- WORK TASK
Please print every record below exactly as it appears, but leave out the pictures.

- AVAILABLE DATA
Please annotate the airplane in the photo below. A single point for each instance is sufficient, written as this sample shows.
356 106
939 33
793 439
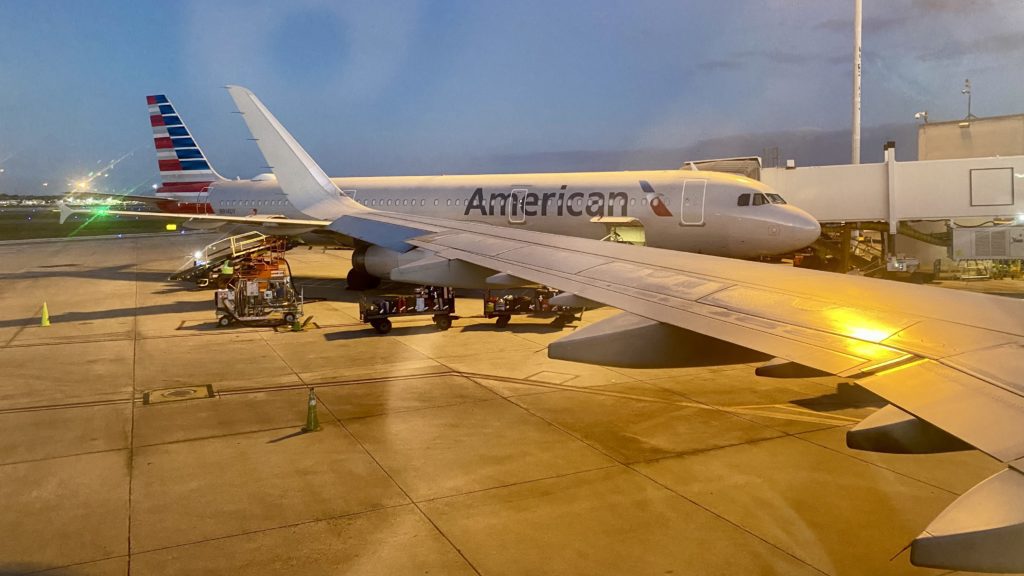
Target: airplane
698 211
949 363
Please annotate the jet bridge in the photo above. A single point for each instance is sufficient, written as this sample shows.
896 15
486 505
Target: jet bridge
910 203
893 192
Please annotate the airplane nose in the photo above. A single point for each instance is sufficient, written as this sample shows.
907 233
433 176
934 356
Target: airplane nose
805 229
800 229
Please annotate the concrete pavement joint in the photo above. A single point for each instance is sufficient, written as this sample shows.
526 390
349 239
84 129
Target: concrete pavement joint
403 492
728 521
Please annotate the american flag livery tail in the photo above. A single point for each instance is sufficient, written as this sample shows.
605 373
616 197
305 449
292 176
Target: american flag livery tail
185 174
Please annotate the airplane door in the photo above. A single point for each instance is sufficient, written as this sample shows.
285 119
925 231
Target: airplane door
516 206
693 199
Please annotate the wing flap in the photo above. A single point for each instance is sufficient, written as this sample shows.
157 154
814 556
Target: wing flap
829 353
990 418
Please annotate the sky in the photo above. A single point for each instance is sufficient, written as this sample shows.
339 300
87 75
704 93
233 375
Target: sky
409 87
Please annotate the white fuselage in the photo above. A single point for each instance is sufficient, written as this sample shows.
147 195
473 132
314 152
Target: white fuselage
694 211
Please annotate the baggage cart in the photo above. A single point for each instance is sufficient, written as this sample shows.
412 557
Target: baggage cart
436 301
503 304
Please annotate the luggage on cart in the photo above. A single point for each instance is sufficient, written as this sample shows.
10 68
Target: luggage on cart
503 304
434 300
259 290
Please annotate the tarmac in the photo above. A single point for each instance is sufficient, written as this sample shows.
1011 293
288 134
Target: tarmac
137 437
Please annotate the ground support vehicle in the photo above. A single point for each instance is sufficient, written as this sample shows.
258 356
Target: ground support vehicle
206 266
259 290
503 304
436 301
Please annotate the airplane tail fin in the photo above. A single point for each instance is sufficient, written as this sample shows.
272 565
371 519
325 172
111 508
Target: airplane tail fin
184 170
305 183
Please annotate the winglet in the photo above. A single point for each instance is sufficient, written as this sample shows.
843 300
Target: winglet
305 183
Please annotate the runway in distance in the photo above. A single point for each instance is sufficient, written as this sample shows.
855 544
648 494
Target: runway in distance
949 363
697 211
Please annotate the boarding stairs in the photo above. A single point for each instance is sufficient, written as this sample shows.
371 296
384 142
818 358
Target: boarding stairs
233 248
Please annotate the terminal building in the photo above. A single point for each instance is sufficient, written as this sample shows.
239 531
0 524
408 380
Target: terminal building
958 207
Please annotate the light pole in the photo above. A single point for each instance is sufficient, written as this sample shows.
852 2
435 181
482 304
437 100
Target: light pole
855 144
967 90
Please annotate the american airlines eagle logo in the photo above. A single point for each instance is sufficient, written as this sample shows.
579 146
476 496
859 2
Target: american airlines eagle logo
655 200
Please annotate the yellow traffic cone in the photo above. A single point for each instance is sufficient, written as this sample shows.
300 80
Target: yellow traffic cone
312 422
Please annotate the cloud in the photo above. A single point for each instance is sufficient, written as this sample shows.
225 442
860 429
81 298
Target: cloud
873 24
999 45
721 65
952 6
741 59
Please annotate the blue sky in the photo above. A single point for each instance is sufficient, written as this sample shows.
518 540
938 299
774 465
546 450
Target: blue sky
432 86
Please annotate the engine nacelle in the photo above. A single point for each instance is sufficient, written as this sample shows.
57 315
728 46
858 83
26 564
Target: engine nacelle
380 261
632 341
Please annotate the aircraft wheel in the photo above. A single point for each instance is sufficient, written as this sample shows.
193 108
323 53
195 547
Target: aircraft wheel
383 326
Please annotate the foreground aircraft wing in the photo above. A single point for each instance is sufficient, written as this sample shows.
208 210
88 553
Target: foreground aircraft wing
951 364
285 225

- ANSWER FOR THE TASK
Please annotate the airplane in the photo below. A single point for each instance is sufficient, written as this sample shows.
356 106
939 33
793 439
Target: airplane
698 211
949 363
Please annotate the jet bridge in the photo above. A single point for each instance is sufficient, written as this sample shows.
896 15
486 505
Target: jet bridge
910 203
893 192
Please annotate the airplane nose in the photo above. A single point for each instance is sufficient, written as this sample shows.
907 233
433 176
934 356
Target: airplane nose
805 229
800 229
Please annotate the concrete pavement joint in the photo above. A single point for each instance is sufficient, written as this sample shows.
526 390
349 239
84 129
Target: concrete pavement joint
403 492
728 521
Please annotate the american flag livery tail in the photo above. A single point for each instance is sufficient, written as this sample shows.
605 373
616 197
305 449
292 176
Target: american flag livery tail
185 174
Please annotate the airplane door in the photo above. A single point for each instance is sufficient, written as this sample shows.
285 119
925 231
Target: airplane door
516 206
693 199
Please annotate the wing flap in the photo above. A single point for each instance is sufficient, written as this sample shows.
157 154
814 556
Target: wing flap
829 353
990 418
Please annotate the sky in the photo above. A single point for each instance is sufficient, written as this sample shows.
339 300
87 75
704 93
233 375
Target: sky
409 87
Please annotate the white fuselage in the photo above. A single point for each instance is sufficient, written as this sample shows.
147 195
473 132
314 152
Target: white fuselage
694 211
Please annotate the baggage cart in the photo above. A single point for each instance is sufficient, written as this sample shows.
412 557
Target: baggage cart
436 301
503 304
Please annotate the luggage on cart in the photo above. A single point for each instance is sufficient, written as this sample shows.
10 68
Target: luggage on cart
503 304
434 300
259 290
Please annotate the tarmac in the photo above. A single point for each instance is sufficient, written as this sample shows.
1011 293
288 134
Target: tarmac
137 437
Please annotate the ground support vehicle in the photo above. A single point for each instance is sufficient, written as this sample shows.
258 356
Target: ground support vehicle
206 266
259 290
503 304
436 301
Please annotate the airplane tail fin in the photo above. A single point for each instance is sufficient, written as this sample shows.
272 565
371 519
325 172
111 508
Target: airplane tail fin
184 170
305 183
Please annotate the winglet in the photo above. A single point for each instance is sufficient, written as this sample shows.
843 300
Target: winglet
305 183
Please annotate the runway in distance in the photo above. A single point for each instance is sufficient, written as this sample shows.
855 544
648 494
Target: runway in distance
949 363
697 211
Please annotate the boarding stairs in the photo above. A single point for each instance is sufficient, written as this sample shows.
371 296
384 142
818 358
Target: boarding stairs
233 248
Please annotate the terminal building in the photo above. A single point for each instance is sufficient, written as this sample shows.
239 531
0 524
408 380
Target: terminal building
958 207
Please annotate the light pole in the photo above. A single point for each instance is sufficient, written as this sample shows.
852 2
435 181
482 304
437 100
Target: light pole
855 144
967 90
Please annotate the american airlines eagle logo in the photo above. A single point for each instance is sufficient, written as this sample shows.
579 146
476 496
859 2
Target: american airlines eagle logo
655 200
Please annotate the yellow traffic cone in the photo above. A single point for each instance is sufficient, written as this sample shows.
300 80
Target: yellow traffic cone
312 422
Please annotate the cloud in the photo above. A single point for each instance is sufficient, written as this sample shows.
225 442
860 429
81 298
Target: cloud
873 24
999 45
721 65
952 6
741 59
Please annotate the blue sky in the photo above. A single point for each instance is sufficient, written as this sample shows.
518 540
938 299
774 465
546 450
Target: blue sky
432 86
Please annotate the engine nacelle in the photo above. A single point for each instance is sufficient, written as this sample shows.
57 315
728 46
858 83
26 564
Target: engine nacelle
380 261
632 341
Please annotate the aircraft wheel in the photo above. A single point for each instance is sufficient, written as this sample shows.
193 108
323 53
195 547
Target: aircraft wheel
383 326
Please annotate the foreground aircraft wing in the photo above. A single point for each instance is sufficient, written as this sample shows.
208 210
88 553
Target: foreground aircraft wing
951 364
285 225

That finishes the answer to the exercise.